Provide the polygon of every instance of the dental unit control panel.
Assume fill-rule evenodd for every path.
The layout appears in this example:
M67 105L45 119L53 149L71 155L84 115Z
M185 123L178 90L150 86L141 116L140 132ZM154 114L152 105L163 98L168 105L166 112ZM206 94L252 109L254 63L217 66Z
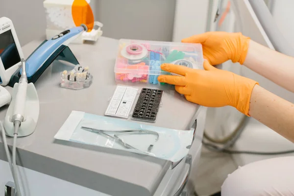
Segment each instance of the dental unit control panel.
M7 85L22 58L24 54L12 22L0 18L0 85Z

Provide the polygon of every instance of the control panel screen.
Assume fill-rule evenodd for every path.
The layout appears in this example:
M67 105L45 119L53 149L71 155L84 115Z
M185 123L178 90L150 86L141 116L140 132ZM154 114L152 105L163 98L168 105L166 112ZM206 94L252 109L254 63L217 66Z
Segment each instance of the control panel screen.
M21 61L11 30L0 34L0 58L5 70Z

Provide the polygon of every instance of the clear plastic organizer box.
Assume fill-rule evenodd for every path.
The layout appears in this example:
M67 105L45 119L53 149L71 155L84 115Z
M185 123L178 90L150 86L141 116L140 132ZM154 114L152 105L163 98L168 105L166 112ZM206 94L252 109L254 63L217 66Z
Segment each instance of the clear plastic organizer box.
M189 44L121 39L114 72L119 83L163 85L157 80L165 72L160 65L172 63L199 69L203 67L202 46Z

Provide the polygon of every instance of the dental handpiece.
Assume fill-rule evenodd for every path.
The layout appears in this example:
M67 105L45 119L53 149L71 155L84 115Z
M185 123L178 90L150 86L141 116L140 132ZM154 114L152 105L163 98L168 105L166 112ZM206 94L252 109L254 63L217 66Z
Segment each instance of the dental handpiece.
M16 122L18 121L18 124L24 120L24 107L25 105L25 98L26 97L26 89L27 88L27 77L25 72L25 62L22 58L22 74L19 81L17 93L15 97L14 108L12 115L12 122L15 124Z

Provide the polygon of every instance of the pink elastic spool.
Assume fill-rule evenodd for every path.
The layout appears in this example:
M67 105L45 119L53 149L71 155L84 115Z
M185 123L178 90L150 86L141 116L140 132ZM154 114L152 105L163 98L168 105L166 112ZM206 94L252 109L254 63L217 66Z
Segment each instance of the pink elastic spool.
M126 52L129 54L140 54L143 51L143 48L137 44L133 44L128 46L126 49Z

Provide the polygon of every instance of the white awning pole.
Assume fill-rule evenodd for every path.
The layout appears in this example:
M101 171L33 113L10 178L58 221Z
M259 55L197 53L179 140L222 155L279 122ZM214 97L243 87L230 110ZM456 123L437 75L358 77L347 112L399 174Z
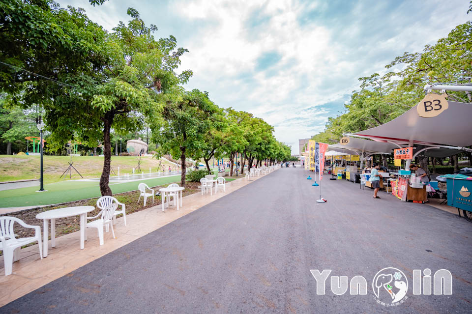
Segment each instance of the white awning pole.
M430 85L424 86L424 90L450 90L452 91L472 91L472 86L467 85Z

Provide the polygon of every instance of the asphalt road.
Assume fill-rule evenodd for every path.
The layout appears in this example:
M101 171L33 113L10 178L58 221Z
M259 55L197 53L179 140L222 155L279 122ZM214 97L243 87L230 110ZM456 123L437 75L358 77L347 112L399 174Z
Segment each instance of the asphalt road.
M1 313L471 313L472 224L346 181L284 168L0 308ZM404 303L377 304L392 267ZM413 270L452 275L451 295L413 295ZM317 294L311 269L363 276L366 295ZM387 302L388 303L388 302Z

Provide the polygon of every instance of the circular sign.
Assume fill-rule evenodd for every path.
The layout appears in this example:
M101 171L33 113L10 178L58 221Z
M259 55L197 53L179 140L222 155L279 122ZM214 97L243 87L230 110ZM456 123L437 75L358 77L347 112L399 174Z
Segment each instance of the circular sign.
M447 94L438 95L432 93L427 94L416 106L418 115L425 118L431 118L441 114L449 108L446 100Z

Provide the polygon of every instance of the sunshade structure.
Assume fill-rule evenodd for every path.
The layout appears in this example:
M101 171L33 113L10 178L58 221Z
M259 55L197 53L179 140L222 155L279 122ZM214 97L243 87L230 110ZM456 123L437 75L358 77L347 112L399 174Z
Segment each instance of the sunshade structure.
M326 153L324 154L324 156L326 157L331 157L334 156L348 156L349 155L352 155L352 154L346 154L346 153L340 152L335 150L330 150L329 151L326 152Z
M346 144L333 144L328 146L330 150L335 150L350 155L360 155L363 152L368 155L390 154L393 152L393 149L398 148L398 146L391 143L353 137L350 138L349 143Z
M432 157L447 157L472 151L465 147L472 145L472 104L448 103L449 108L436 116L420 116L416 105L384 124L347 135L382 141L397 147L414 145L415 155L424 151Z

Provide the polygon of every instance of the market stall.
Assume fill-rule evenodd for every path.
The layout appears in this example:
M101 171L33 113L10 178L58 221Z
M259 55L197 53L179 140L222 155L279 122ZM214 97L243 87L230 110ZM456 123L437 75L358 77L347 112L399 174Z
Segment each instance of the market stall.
§
What is asked >> Copy out every entry above word for word, leaving out the pictures.

Final result >>
Provide the polygon of every instance of the dental unit control panel.
Assume fill-rule evenodd for every path.
The layout appears in this example:
M67 105L45 119L53 149L71 155L84 115Z
M185 123L178 90L150 86L141 116L140 132ZM154 114L152 105L163 98L168 105L166 112ZM206 94L252 109L254 63L217 66Z
Segment each instance of the dental unit control panel.
M7 85L22 58L24 54L12 22L0 18L0 85Z

Provide the polygon of every instance of the control panel screen.
Assume fill-rule evenodd for every path.
The layout appears in this example:
M67 105L45 119L53 149L71 155L84 115Z
M185 123L178 90L150 86L141 116L140 132ZM154 114L152 105L163 98L168 105L166 112ZM206 94L252 109L254 63L217 66Z
Segment each instance of the control panel screen.
M21 61L11 30L0 34L0 58L5 70Z

Provide the polygon of every instance of the clear plastic organizer box.
Assume fill-rule evenodd for every path.
The layout appears in this example:
M67 105L45 119L53 149L71 155L84 115Z
M185 123L178 90L150 86L141 116L140 132ZM154 114L152 105L163 98L168 105L166 112ZM206 94L252 109L254 63L217 66Z
Segment each instance of the clear plastic organizer box.
M189 44L121 39L114 72L119 83L163 85L157 80L165 72L160 65L172 63L199 69L203 67L202 46Z

Provide the polygon of every instance of the dental handpiece.
Assume fill-rule evenodd for every path.
The layout appears in this example:
M67 105L45 119L53 149L71 155L84 115Z
M185 123L178 90L150 86L141 116L140 132ZM154 114L152 105L163 98L168 105L166 112ZM206 94L252 109L254 63L217 66Z
Segment each instance of the dental handpiece.
M16 122L18 121L18 124L24 120L24 107L25 105L25 98L26 97L26 89L27 88L27 77L25 72L25 62L22 58L22 74L19 81L17 93L15 97L14 108L12 115L12 122L15 124Z

Provide the polygon of every instance of the pink elastic spool.
Assume fill-rule evenodd for every path.
The layout appears in this example:
M67 105L45 119L53 149L71 155L84 115Z
M185 123L178 90L150 86L141 116L140 132ZM154 114L152 105L163 98L168 105L166 112ZM206 94L252 109L254 63L217 66Z
Segment each instance of the pink elastic spool.
M126 52L129 54L140 54L143 51L143 48L137 44L133 44L128 46L126 49Z

Provide the polygon of every instance of the white awning pole.
Assume fill-rule evenodd for every path.
The layout appears in this example:
M101 171L33 113L10 178L58 221Z
M259 55L197 53L179 140L222 155L279 122ZM214 97L243 87L230 110ZM456 123L437 75L358 77L347 112L399 174Z
Segment each instance of the white awning pole.
M430 85L424 86L424 90L450 90L452 91L472 91L472 86L467 85Z

Provide the polygon of every instance of the asphalt road.
Assume fill-rule evenodd for every path.
The layout appears in this example:
M101 171L33 113L10 178L58 221Z
M259 55L197 53L179 140L222 155L279 122ZM214 97L243 87L230 110ZM456 123L437 75L358 77L347 112L399 174Z
Segment each instance of the asphalt road.
M1 313L471 313L472 224L346 181L284 168L0 308ZM404 303L377 304L392 267ZM413 270L452 275L451 295L413 295ZM317 294L311 269L363 276L366 295ZM387 302L388 303L388 302Z

Provide the polygon of every instance of the circular sign.
Assume fill-rule evenodd for every path.
The layout appears in this example:
M101 171L33 113L10 178L58 221Z
M259 55L197 53L179 140L222 155L279 122ZM214 97L243 87L230 110ZM456 123L437 75L358 77L347 112L399 174Z
Segment each instance of the circular sign.
M447 94L438 95L432 93L427 94L416 106L418 115L425 118L431 118L441 114L449 108L446 100Z

Provide the polygon of every instance of the sunshade structure.
Assume fill-rule evenodd for every path.
The layout appears in this example:
M101 171L33 113L10 178L58 221Z
M259 55L197 53L179 140L222 155L279 122ZM214 97L243 87L230 110ZM456 123L437 75L358 77L347 112L399 174Z
Segment each instance of the sunshade structure.
M326 153L324 154L324 156L326 157L331 157L334 156L348 156L349 155L352 155L352 154L346 154L346 153L340 152L335 150L330 150L329 151L326 152Z
M346 144L333 144L328 146L330 150L335 150L350 155L360 155L363 152L368 155L390 154L393 152L393 149L398 148L398 146L391 143L353 137L350 138L349 143Z
M432 157L447 157L472 151L465 147L472 145L472 104L448 103L449 108L436 116L420 116L416 105L384 124L347 135L382 141L397 147L414 145L415 155L424 151Z

Provide the polygon of every instance of the market stall.
Assume fill-rule evenodd for every path.
The layout appears in this example:
M101 171L33 113L10 178L58 221Z
M259 55L197 53L179 140L222 155L279 122ZM214 97L243 87L230 110ZM456 123L437 75L358 77L347 112L399 174Z
Segment each instance of the market stall.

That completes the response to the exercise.